◆ GIVEN TASK: Find each line in the items below that contains the word "flower" and copy those lines out.

◆ LISTED ENTRIES:
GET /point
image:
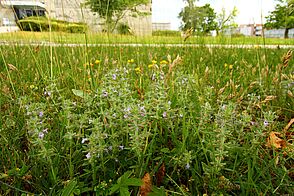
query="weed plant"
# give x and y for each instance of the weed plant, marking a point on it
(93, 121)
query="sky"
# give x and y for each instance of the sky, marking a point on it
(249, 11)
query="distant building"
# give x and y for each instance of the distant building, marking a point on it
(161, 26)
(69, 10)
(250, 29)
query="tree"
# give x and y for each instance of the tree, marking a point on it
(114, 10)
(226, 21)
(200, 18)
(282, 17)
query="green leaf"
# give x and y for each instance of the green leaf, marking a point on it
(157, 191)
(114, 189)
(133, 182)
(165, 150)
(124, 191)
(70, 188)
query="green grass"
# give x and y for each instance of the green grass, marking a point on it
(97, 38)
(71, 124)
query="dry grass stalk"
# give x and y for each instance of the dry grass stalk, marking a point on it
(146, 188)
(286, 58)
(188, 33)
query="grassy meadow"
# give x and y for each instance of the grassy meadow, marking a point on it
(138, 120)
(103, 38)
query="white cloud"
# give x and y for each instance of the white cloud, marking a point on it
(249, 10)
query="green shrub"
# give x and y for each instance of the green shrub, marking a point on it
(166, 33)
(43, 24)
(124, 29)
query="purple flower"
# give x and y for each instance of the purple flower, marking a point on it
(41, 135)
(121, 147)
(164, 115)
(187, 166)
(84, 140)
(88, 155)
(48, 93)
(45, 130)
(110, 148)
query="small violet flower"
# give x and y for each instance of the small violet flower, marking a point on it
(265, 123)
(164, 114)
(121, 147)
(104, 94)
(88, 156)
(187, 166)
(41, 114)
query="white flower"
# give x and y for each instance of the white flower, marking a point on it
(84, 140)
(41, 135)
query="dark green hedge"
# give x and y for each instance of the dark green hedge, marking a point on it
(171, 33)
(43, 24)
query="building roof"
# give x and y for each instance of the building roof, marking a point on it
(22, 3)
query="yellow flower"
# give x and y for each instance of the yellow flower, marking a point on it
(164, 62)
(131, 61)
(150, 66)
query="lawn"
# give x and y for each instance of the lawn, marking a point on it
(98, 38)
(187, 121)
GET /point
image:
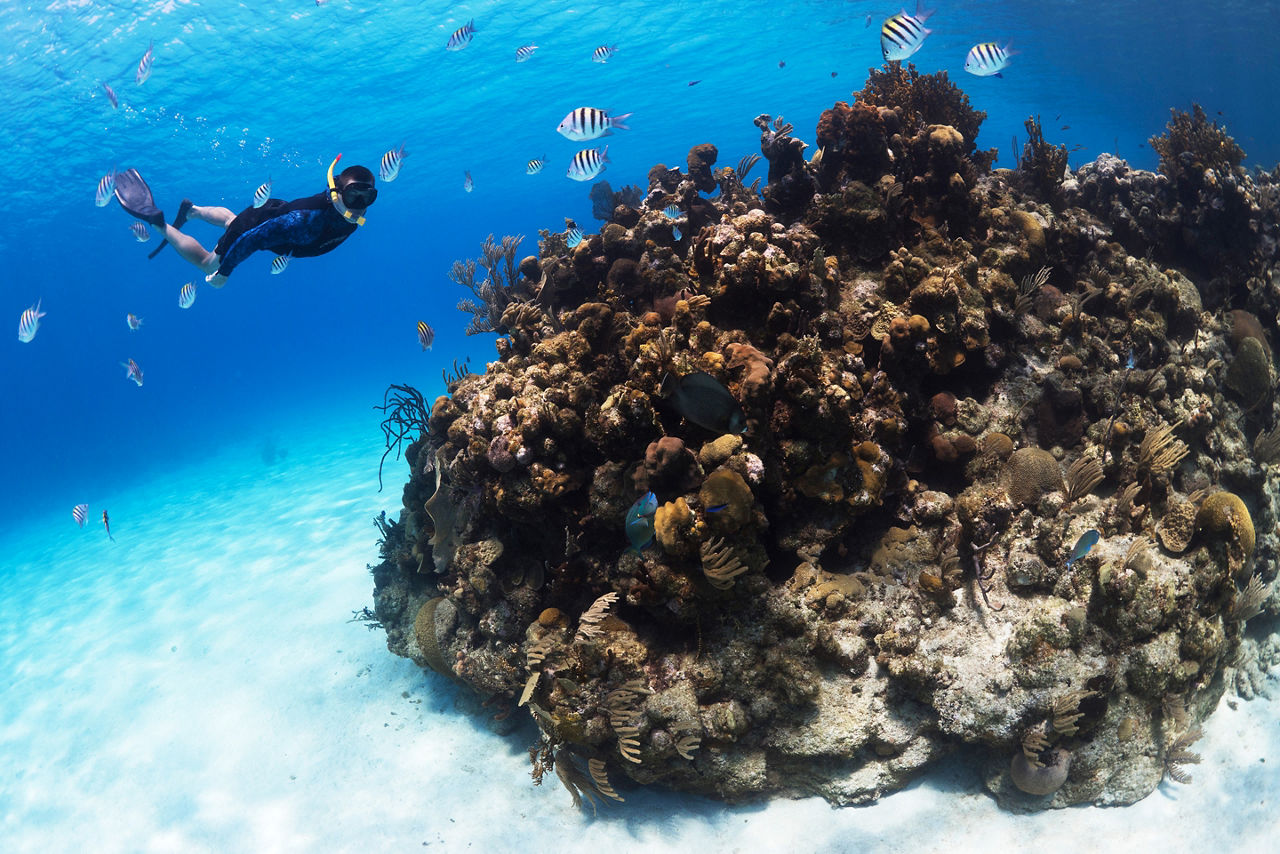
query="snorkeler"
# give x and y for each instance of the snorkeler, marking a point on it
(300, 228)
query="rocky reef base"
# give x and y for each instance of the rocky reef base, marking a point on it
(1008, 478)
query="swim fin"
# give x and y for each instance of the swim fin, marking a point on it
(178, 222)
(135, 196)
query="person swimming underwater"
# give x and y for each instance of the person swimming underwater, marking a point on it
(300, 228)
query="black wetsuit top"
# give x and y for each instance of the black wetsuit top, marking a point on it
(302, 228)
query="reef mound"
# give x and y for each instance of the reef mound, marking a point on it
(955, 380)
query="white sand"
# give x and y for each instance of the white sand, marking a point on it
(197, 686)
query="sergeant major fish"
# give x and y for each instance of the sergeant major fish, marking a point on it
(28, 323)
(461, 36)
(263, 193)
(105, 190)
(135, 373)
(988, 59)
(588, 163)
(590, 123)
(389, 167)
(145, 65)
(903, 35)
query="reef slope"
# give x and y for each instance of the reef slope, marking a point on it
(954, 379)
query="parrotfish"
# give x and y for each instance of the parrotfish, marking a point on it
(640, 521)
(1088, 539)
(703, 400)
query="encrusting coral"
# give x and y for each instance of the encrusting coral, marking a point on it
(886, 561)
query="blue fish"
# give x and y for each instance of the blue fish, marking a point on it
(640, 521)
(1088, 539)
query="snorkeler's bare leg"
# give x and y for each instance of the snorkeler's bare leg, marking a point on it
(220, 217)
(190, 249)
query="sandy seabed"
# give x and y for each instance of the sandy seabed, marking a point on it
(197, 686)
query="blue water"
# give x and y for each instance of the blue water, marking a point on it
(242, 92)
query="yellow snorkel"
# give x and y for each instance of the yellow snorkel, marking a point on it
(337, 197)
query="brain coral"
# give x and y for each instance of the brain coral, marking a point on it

◆ CORRECT OUTPUT:
query="purple flower"
# give x and y for each instance of the purple flower, marking a point on it
query="small violet flower"
# give x and y for each instance of the small violet flower, marking a point on it
query="white flower"
# give x and y for each instance of the white flower, marking a point on it
query="yellow flower"
# give x and y for each instance of the yellow flower, marking a point on it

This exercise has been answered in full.